Questions →
A - Can you answer these questions about the post on working through a Swedish holiday?
(i) At what time was the writer out in the park with Dog?
(ii) How much did the köttfarspaj cost?
(iii) What was Cat suffering from?
B - Could you copy word for word the passage of the post on working through a Swedish holiday, starting with "I came into" and going on through "I still am."?

Extract →

»»

I came into work by mistake today, forgetting that January 6th is a Swedish national holiday. I should have realised by the dead quiet that prevailed at 07:00 when I was out in the park with Dog, but it wasn't until I stepped outside again at 08:30 to find the streets scarecely less deserted, that the truth of it belatedly dawned on me. Holiday or no, I reasoned, there was enough for me to do at the office to make a half-day worthwhile - so here I still am.

A few minutes ago I went downstairs to pick out a snack from the freezer-cabinet vending-machine there, spending 18 SEK on a pre-packaged köttfarspaj (minced meat pie) which I popped into one of the bank of microwaves. I sat down to eat at one of the tables that afford a fine view of a Baltic inlet, dotted with islets, which separates my place of work from an arm of the mainland beyond. The water has been frozen for days, a bright white plain after last night's snow. Dozens of distant figures could be seen skating across it: a parent and child, the latter being towed by the family dog; a 'paraskater' being dragged along by a bright orange fabric canopy; a cyclist using the sea as a shortcut. I heard and then saw a helicopter, gleaming in the bright sunlight black and orange like some poisonous bug I thought, and watched with growing interest and alarm as it circled and descended to a point on the ice a mile or so away. Its rotors conjured up an almost opaque cloud of floury snow around it, so I could not see exactly what was happening, only hoping that the ice had not given way under a skater's weight.

* * *

Cat, it turned out, was suffering from an infection and inflammation of the bladder and urethra. After a few days' medication we were delighted to watch him return to full health.

««

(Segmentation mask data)
»»

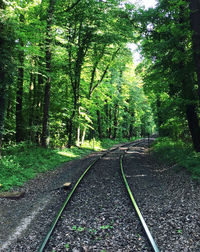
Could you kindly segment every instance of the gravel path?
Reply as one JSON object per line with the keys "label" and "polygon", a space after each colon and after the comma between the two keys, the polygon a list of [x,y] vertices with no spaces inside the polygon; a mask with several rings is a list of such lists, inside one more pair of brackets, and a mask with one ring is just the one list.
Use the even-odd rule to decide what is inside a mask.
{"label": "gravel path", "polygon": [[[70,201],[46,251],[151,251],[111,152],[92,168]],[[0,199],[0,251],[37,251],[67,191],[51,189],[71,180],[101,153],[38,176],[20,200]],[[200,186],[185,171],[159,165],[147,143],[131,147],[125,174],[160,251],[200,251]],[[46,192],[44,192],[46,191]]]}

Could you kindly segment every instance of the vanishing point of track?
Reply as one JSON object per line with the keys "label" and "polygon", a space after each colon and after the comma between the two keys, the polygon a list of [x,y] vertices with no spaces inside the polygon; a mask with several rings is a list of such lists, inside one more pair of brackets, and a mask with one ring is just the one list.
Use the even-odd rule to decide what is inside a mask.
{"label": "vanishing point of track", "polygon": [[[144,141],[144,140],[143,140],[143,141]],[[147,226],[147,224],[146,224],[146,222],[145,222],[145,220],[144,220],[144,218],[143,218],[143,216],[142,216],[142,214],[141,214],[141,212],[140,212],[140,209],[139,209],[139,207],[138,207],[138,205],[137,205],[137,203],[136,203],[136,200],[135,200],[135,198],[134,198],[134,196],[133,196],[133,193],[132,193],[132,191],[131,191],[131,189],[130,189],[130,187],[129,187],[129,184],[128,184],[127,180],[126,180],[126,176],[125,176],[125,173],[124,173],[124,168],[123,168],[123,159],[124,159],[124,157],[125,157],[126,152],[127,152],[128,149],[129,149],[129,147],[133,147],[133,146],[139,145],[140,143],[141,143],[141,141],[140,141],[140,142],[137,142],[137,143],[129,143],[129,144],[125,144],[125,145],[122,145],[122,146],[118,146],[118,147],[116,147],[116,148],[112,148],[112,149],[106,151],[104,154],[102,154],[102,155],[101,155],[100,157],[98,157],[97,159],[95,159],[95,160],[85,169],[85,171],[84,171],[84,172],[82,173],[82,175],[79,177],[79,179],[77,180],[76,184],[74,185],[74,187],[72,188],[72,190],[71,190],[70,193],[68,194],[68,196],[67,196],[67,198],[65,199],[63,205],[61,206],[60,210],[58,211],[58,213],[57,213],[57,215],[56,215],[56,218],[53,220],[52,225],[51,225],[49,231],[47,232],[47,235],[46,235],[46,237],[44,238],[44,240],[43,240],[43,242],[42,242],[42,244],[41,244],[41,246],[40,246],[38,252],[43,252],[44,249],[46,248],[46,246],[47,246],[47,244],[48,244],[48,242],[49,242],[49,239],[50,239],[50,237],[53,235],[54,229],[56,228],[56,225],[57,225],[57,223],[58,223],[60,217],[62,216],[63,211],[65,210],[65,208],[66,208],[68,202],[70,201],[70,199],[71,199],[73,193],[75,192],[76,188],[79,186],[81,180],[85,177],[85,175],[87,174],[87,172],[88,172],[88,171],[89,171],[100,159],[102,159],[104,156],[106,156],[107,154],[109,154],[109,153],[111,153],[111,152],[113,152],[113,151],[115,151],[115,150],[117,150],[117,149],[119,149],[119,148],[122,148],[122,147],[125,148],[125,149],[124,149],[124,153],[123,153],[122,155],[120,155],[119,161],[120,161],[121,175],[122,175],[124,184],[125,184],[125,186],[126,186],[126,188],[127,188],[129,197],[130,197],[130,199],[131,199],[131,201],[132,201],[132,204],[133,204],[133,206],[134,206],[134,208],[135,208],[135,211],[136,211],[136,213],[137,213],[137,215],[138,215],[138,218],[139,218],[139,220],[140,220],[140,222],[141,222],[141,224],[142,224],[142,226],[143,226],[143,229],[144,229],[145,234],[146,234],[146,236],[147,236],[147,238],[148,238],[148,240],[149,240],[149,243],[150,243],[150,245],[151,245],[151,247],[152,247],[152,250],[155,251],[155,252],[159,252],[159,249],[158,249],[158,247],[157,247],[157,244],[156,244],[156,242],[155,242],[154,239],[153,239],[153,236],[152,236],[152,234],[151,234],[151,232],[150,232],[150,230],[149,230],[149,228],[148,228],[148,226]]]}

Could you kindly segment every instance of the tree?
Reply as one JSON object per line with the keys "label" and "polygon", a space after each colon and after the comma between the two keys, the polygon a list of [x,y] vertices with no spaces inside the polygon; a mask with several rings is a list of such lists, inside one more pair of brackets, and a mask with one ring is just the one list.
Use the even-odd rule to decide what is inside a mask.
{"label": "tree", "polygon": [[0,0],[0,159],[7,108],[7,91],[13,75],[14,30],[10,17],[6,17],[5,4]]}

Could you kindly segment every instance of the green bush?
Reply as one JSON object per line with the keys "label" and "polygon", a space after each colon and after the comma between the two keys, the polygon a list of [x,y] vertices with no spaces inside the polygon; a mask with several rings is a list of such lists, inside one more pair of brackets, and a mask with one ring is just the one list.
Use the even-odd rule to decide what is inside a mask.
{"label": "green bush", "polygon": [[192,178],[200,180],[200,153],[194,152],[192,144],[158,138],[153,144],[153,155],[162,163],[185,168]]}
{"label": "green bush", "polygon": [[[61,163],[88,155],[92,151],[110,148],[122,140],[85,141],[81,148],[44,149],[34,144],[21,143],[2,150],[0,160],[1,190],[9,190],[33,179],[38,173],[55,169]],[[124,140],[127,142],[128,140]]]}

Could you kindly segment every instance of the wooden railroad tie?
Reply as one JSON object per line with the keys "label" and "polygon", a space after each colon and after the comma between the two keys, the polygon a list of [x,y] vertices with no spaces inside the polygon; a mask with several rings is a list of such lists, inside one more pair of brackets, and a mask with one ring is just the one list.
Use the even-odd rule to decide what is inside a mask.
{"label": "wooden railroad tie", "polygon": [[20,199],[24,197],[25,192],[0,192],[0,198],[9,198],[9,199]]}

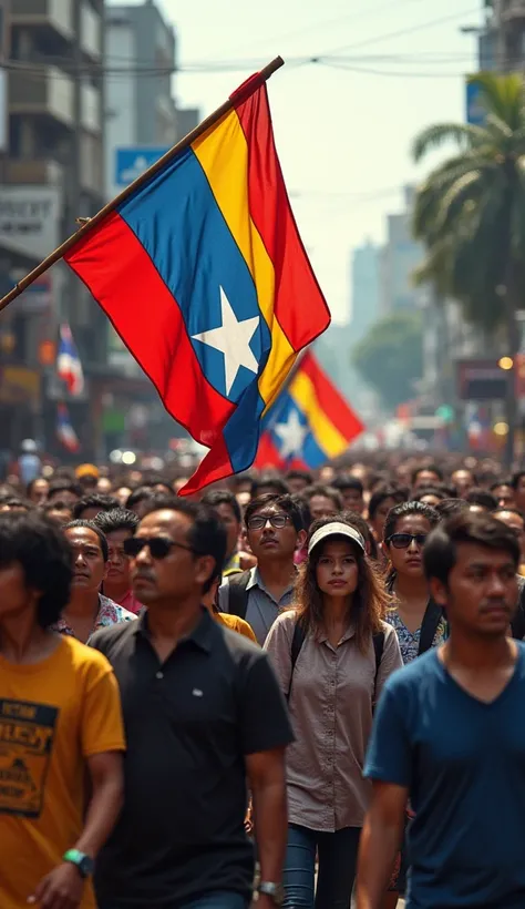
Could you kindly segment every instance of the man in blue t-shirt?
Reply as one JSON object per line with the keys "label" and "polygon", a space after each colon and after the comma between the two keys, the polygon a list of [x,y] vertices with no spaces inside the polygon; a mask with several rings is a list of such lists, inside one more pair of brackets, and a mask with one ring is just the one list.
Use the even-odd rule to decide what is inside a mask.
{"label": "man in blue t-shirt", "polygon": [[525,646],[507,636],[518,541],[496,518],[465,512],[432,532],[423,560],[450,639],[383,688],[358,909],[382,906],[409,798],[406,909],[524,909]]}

««

Numbered answers →
A -
(i) 07:00
(ii) 18 SEK
(iii) An infection and inflammation of the bladder and urethra

B -
I came into work by mistake today, forgetting that January 6th is a Swedish national holiday. I should have realised by the dead quiet that prevailed at 07:00 when I was out in the park with Dog, but it wasn't until I stepped outside again at 08:30 to find the streets scarecely less deserted, that the truth of it belatedly dawned on me. Holiday or no, I reasoned, there was enough for me to do at the office to make a half-day worthwhile - so here I still am.